* _Exercise task 1_: Name every social media platform that the passage about bearing testimony mentions.

* _Passage_:
Hi there. Today is the first Sunday of the month. If you are LDS, that means it's the day that fast and testimony meeting is held (we abstain from at least two meals and are given an opportunity to bear our testimony in front of the entire ward during Sacrament meeting). I personally am not suuuuper comfortable with bearing testimony in this way, as I am not quite as eloquent when I am SPEAKING as I can be when I am TYPING or WRITING. I know that I SHOULD do it, because it will help me grow as a person and all that. But, I just don't think fast enough. And the thought of going up there without knowing what I am going to even talk about makes me want to vomit. 

But, the member of our bishopric invited us to share our testimony with SOMEONE today, so here I am. And I think it would be a good thing if I did a blog post of my testimony each fast and testimony Sunday. So, hopefully I remember that I am committing to do this. ;)

I want to start by saying that I know this Gospel is true. Without a doubt. I know that I am so blessed because of the choice I have made to stay true to this Gospel, and I wouldn't have it any other way. I know that I have SO much room for improvement, and I can do so much better than I am, but the fact that I am trying, is enough.

I have a testimony of eternal families. I am so happy that I get to be with my goofy family for forever, even when we irritate each other. My siblings have taught me so much from their examples, and have shaped the paths that I have taken without their even knowing it. And my nephews and niece, I just love them SO MUCH. I can't remember what prompted me the other day to think about how I would feel if one of them were to suddenly pass away... I couldn't even entertain the idea because it made me too sad. I feel so much for people that do lose their children and I just want to hold them in my arms and cry with each and every one of them. I'm so happy that I have the knowledge that I do of what comes after death. I mean, I don't know EXACTLY what's going to happen, but I know the general idea. And I know that I will be with my family as I make the right choices. I can live with that and not be scared of death. Sure, I'm still sad when someone leaves, but it's also so exciting for them because they've made it! 

Sorry, that got a little melancholy without my even meaning it to! We are so blessed to have so much technology at our fingertips. What we choose to do with that is so important! Are we going to let our lives pass us by because we are just constantly scrolling through Facebook, Instagram, Twitter, Pinterest, Tumblr and repeat? Or are we going to use the technology to connect with those around us and uplift, encourage and inspire? When was the last time you bore testimony on social media? Or is the only indication of your faith to others in your bio? Do  you talk to your friends about the Gospel? Do you use your technology for any family history? Do you use it to Index? Do you follow the church accounts and other positive influences? I know that social media is such a huge HUGE tool for us. And Heavenly Father has given it to us in the time that it would be most beneficial to us and our brothers and sisters of the world. Please, please use it for good.

* _Data for this exercise_:

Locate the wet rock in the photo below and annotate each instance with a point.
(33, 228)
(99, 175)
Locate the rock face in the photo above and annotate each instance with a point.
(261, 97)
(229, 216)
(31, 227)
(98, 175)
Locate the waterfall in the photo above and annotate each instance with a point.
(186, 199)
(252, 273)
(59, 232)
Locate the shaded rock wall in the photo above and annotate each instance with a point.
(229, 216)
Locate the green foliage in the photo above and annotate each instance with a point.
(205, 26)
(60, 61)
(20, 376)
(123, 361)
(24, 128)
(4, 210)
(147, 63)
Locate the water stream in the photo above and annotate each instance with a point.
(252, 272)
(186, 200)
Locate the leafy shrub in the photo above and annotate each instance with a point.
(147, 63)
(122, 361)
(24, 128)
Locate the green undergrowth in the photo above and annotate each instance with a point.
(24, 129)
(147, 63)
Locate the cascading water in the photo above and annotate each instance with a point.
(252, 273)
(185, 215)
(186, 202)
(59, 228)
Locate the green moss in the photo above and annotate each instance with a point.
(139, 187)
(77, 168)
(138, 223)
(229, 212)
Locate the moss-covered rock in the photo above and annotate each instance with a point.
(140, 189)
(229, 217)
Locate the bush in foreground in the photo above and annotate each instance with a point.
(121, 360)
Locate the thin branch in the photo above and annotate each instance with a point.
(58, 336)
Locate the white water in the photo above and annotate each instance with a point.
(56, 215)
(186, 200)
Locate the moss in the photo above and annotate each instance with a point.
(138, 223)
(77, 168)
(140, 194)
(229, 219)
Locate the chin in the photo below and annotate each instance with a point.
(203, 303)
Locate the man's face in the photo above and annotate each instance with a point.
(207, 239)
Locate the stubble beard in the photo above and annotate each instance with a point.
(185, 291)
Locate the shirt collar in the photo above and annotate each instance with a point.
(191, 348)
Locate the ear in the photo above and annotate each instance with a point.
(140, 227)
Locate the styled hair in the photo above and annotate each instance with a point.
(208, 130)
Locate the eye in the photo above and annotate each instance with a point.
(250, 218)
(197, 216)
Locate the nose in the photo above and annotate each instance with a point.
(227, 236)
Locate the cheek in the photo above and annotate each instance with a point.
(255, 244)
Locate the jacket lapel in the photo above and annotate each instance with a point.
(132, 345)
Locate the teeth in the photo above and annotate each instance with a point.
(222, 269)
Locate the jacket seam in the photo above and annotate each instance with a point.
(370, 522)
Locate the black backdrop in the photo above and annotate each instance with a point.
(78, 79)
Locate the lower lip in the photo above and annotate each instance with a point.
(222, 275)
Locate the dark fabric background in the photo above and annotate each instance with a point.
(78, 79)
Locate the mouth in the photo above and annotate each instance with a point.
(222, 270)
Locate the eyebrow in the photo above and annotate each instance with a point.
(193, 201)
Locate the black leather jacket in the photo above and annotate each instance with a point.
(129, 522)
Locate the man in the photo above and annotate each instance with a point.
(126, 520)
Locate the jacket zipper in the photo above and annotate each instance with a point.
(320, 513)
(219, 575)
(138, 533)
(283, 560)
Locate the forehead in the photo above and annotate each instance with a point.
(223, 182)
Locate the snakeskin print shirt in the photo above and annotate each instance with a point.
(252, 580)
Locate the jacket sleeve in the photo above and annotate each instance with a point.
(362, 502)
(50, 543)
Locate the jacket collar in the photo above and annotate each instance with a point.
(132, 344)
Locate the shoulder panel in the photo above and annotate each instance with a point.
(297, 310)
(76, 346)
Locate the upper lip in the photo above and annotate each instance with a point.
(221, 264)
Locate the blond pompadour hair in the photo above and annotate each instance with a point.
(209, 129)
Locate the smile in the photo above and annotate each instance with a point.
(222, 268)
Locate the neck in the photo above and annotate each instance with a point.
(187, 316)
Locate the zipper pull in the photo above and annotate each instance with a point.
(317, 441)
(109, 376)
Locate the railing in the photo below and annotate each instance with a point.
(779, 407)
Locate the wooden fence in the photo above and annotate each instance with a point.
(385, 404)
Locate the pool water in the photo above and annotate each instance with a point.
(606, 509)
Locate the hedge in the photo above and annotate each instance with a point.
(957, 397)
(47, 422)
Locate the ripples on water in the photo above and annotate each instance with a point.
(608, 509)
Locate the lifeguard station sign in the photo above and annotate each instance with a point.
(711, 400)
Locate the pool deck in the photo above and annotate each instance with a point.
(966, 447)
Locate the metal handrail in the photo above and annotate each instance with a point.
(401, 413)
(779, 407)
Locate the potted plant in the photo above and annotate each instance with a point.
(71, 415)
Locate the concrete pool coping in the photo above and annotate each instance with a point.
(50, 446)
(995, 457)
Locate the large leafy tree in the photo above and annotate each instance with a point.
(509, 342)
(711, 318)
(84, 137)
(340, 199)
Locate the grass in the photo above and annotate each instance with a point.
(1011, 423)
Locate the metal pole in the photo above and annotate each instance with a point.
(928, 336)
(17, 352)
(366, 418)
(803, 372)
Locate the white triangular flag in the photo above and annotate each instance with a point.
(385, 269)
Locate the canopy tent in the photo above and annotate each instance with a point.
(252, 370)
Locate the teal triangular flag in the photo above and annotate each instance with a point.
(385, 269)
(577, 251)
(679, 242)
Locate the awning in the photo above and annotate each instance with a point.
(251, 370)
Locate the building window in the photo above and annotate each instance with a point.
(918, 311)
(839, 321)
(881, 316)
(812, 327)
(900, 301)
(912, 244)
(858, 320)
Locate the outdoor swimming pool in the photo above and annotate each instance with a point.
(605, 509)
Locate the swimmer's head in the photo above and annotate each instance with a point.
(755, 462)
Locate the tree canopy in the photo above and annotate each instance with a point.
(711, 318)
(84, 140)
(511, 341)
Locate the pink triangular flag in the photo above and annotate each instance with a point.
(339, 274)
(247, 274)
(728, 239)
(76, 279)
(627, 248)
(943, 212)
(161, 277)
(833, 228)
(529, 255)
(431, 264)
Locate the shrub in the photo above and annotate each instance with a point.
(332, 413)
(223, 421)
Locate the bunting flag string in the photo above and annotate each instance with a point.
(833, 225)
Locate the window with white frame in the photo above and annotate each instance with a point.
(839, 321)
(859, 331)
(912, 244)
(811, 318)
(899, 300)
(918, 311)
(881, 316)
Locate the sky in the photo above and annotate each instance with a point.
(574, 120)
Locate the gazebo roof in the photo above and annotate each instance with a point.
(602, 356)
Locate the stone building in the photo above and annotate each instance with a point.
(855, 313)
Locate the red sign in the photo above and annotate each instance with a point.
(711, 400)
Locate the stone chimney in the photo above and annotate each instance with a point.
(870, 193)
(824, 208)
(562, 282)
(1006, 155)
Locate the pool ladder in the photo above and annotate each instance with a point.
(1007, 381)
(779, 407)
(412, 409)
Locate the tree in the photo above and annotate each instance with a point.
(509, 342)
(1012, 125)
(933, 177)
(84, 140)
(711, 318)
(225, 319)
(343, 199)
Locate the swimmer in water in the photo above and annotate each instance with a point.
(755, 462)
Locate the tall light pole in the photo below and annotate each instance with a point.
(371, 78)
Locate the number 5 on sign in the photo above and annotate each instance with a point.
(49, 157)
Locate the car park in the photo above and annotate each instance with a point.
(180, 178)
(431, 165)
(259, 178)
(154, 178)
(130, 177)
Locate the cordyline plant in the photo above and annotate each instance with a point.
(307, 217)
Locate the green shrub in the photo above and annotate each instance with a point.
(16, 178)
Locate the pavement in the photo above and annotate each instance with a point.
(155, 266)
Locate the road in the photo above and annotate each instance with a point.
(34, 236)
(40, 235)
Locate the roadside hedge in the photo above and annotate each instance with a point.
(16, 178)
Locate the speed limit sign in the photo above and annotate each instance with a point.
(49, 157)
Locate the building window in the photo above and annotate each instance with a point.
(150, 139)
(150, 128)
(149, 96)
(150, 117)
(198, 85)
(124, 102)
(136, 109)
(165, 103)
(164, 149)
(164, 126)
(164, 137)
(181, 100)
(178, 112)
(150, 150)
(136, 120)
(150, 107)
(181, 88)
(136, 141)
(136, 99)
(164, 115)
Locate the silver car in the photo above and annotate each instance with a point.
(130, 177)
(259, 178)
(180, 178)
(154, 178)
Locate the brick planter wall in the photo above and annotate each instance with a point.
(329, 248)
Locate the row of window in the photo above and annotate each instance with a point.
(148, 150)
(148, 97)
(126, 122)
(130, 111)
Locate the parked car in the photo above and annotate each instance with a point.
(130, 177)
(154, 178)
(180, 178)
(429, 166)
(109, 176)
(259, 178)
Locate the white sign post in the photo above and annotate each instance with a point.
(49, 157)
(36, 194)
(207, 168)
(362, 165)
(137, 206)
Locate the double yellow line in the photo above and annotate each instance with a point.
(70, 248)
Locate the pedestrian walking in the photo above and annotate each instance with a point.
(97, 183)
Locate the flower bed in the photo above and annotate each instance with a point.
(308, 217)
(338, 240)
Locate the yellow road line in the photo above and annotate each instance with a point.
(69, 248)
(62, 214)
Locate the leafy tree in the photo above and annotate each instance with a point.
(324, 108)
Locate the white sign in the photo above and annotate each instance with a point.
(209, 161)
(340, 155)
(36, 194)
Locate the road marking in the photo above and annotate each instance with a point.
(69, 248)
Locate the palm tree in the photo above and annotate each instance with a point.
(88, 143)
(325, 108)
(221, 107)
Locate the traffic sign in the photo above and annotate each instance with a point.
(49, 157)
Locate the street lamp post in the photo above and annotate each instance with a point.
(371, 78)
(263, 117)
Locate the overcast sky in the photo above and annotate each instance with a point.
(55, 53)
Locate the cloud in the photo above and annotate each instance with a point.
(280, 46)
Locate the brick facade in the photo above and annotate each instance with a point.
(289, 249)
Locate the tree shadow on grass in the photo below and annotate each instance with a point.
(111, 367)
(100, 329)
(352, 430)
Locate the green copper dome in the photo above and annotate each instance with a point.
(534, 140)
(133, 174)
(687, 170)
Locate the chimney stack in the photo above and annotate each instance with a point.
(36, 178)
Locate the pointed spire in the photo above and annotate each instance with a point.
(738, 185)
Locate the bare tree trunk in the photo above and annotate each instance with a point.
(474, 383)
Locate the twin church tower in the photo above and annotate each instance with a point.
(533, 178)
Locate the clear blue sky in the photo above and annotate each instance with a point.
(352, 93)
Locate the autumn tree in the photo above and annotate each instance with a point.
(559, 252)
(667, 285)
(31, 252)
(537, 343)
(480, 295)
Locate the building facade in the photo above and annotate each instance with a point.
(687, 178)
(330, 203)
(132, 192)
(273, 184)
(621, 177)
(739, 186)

* _Exercise task 2_: Extract every row that contains the string "brick". Matching is case-sensitive.

* _Task output 1_: Facebook, Instagram, Twitter, Pinterest, Tumblr

* _Task output 2_:
Locate the brick planter wall in the photo above and annotate each instance with a point.
Locate the brick facade in the photo above and annotate each instance with a point.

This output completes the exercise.